§ **DOCUMENT PASSAGE**:
And now to the parameters in use:
1. Using FFmpeg with Full hardware-accelerated decoding via nvdec
:
(a). Scaling being done with the scale_npp
filer, available when FFmpeg is built with the proprietary CUDA SDK (when the flags --enable-nonfree --enable-cuda-nvcc --nvccflags="-gencode arch=compute_52,code=sm_52 -O2"
are passed to ./configure
on build time):
Older builds:
ffmpeg -threads 1 -hwaccel nvdec -hwaccel_device 0 -hwaccel_output_format cuda -i input.avi \
-vf 'scale_npp=w=1920:h=1080:interp_algo=lanczos' -c:v h264_nvenc \
-gpu:v 0 -cq:v 21 -rc:v vbr -preset:v fast \
-b:v 0 -maxrate:v 5000K -bufsize:v 5000K -c:a aac -b:a 160k -movflags +faststart -f mp4 output.mp4
Current builds:
ffmpeg -threads 1 -hwaccel nvdec -hwaccel_device 0 -hwaccel_output_format cuda -i input.avi \
-vf 'scale_npp=w=1920:h=1080:interp_algo=lanczos' -c:v h264_nvenc \
-gpu:v 0 -cq:v 21 -rc:v vbr -tune:v ll -preset:v p1 \
-b:v 0 -maxrate:v 5000K -bufsize:v 5000K -c:a aac -b:a 160k -movflags +faststart -f mp4 output.mp4
(b). Scaling being done with the scale_cuda
filer, available when FFmpeg is built with the clang back-end configured as the nvcc
generator through llvm
(when the flags --enable-cuda-llvm --nvccflags="--cuda-gpu-arch=sm_52 -O2"

§ **GIVEN REQUEST 1**: Turn the records from the line containing "trousers in this photo, one line per instance." through the end of the records into a numbered list, leaving out any blank lines.

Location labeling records

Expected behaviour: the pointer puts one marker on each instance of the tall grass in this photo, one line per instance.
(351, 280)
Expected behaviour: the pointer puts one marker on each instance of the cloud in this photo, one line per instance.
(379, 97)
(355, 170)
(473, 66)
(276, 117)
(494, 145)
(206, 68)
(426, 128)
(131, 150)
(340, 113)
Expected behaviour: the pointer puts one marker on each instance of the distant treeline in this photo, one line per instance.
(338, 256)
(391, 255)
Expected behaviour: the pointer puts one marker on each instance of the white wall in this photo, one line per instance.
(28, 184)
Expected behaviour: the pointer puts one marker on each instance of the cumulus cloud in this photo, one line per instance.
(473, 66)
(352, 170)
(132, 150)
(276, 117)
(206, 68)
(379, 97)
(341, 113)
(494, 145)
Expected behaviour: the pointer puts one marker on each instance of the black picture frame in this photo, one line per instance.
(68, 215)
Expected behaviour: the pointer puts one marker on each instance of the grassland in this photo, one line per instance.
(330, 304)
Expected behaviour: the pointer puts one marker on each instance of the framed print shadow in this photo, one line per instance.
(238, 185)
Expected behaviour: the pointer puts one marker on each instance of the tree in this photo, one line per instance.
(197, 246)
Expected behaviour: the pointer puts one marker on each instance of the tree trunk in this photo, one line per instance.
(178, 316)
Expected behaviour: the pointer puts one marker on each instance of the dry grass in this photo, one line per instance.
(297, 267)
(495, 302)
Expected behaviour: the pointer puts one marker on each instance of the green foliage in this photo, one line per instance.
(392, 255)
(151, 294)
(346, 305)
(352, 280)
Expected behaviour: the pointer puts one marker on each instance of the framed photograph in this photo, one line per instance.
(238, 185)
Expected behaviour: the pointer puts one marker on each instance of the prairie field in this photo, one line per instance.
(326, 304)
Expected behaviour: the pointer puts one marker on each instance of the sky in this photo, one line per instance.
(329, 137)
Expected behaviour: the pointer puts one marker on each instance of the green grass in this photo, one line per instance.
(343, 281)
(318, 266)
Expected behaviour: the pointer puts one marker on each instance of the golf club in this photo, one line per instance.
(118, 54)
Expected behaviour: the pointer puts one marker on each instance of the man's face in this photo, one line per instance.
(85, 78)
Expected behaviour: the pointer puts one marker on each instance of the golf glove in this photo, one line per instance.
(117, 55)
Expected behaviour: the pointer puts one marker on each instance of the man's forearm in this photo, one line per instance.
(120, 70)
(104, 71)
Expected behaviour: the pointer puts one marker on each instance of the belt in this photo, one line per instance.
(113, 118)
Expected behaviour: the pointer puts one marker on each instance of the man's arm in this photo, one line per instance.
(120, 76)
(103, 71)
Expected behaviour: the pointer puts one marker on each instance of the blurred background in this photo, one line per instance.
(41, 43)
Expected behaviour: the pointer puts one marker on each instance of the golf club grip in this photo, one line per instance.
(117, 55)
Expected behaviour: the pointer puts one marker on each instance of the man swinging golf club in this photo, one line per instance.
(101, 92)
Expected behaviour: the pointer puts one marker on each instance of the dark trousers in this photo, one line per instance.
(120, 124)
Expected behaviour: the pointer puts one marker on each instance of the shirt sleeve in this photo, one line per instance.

§ **GIVEN REQUEST 2**: Decide whether each statement agrees with the FFmpeg passage, answering yes or no and quoting the words from the passage that decide it. (a) The scale_npp filter is available when FFmpeg is built with the proprietary CUDA SDK. (b) The command for current builds uses the fast preset. (c) The scale_npp commands scale the video to 1920 by 1080 with the lanczos algorithm.

§ **COMPLETE RESPONSE 1**:
1. Expected behaviour: the pointer puts one marker on each instance of the dark trousers in this photo, one line per instance.
2. (120, 124)
3. Expected behaviour: the pointer puts one marker on each instance of the shirt sleeve in this photo, one line per instance.

§ **COMPLETE RESPONSE 2**:
(a) Yes: "available when FFmpeg is built with the proprietary CUDA SDK"
(b) No: "-tune:v ll -preset:v p1"
(c) Yes: "scale_npp=w=1920:h=1080:interp_algo=lanczos"